#### Extracted text ####

By David R. Berger
It was just a couple of years ago when I met him. I just pulled up to a discount food store on my way to work on midnight shift. Work starting time was just a couple of hours away.
I saw him get out of his car. He looked a lot like Fidel Castro. He had a beard, dark hair, a rather husky sized build and dressed in Desert Storm camouflage pants. It was those camouflage pants that first attracted my attention.
So many people including women wear camouflage clothing anymore. I have never been able to understand what kind of fashion statement they are trying to make. Most of them have never been in the service nor would serve unless they were absolutely forced to serve. No matter how calm I am, there is always a little ire that rises within me when I see fashion camouflage being worn. Somehow I couldn’t relax from looking at him as I entered the food store. I guess my judging heart had been hardened. I noticed while shoving a food cart, he walked with a cane and was about my age. He wore a cap with a number of hat tacks. As I passed him I noticed a miniature CMB (Combat Medical Badge) on his hat. I kept on walking even though I felt a great urge to stop.
You have to understand a CMB is my most prized medal. Oh, I screwed up a number of times but the desire to be a good medic caused me to rise above the fear at times which I would normally have conquered.
At times my mind and intellect had been taxed to the utmost. I had to do my best. As a combat medic, I probably experienced more dedication for a cause than I ever hoped for. Somehow, a CMB means to me I did my very best and passed.
Halfway down the aisle, some unseen force stopped me and I turned around and walked to camouflage pants and straight forth asked, “Were you a medic in Nam?”.
He was surprised and finally responded with a, “Yea”.
I explained that I had been a medic in Vietnam and noticed the miniature CMB. We shook hands and immediately were friends. We did the usual small talk. We then told what units we served with. When I told him I served with the 11th Armored Cav, he responded with, “You guys were really bad.”

####

Task brief:
What happens next in the story of meeting the fellow medic at the food store? Continue it from the last sentence shown. You won't need the records that come next.

#### Information supplied ####

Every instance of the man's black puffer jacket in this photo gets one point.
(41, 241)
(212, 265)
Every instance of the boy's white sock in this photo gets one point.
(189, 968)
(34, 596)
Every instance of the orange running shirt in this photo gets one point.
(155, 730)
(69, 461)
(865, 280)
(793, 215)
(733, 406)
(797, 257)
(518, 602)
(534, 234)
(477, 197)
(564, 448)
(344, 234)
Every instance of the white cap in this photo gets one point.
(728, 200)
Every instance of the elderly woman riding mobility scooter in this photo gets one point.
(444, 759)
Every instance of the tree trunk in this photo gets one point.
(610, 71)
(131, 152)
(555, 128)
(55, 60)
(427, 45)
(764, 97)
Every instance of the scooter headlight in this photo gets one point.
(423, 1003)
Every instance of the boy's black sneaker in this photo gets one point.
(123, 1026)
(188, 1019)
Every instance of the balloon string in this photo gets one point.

####

Solved problem:
Being somewhat surprised, I said something like, “We were?”. He went on to explain that his unit got ambushed in very heavy brush. A large number of them were wounded. No matter what they did—artillery, gunships or bombs—they couldn’t bust up the ambush. The enemy was right on top of them. Every time they tried something, they would just lose more men. Toward the end of the day they knew they were goners.
It was about that time that they heard a lot of thrashing brush and whining and growling engines and some armor unit known as the Blackhorse was able to make it to them. He told how the enemy didn’t even put up a fight—just fled.
I must admit I was somewhat overwhelmed. After finding out his year (1970), I had to tell him I served a couple of years before. Then jokingly I said it was still nice to know the guys after me were still bad.
We laughed and talked and finally realized time was slipping away. I had to leave. I remember walking down the aisle and called back, “I’ll see you around.” He answered, “I’ll see you brother.”.
That was almost a couple of years ago and I have never seen him since. I have looked forward to seeing him again. I regard him as a friend and always thought I would like to know him better.
I was totally amazed at the respect he had for the Blackhorse Regiment. Being in his place, I might feel the same way. He felt the Cav must have had it together the way the VC fled. The Cong wanted no part of the Cav.
I know I pre-judged the man. He is the type of person that could wear camouflage with a sport coat as far as I’m concerned.
I still have to admit though, I don’t like fashion camouflage.